- [SET EXERCISE]:
Arrange the entries below as a two-column CSV with the columns input and output. Give one row per entry, with its text under input and its answer under output, each in a double-quoted field with line breaks replaced by spaces, and leave out the pictures.

--- START MATERIALS PROVIDED ---

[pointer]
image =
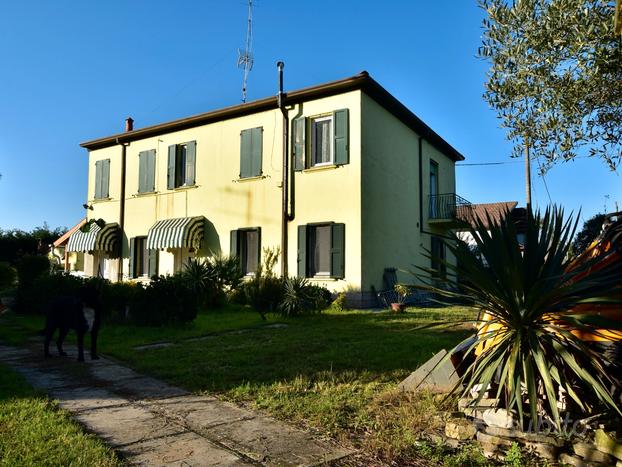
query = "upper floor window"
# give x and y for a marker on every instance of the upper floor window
(329, 142)
(102, 179)
(146, 171)
(181, 165)
(251, 144)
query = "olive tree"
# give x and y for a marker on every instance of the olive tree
(556, 76)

--- END MATERIALS PROVIDED ---

- [RESPONSE]:
input,output
"[pointer] image = query = ""upper floor window"" # give x and y for a marker on every instance of the upper floor window","(329, 142) (102, 179) (146, 171) (181, 165) (251, 144)"
"query = ""olive tree"" # give x and y for a marker on every instance of the olive tree","(556, 76)"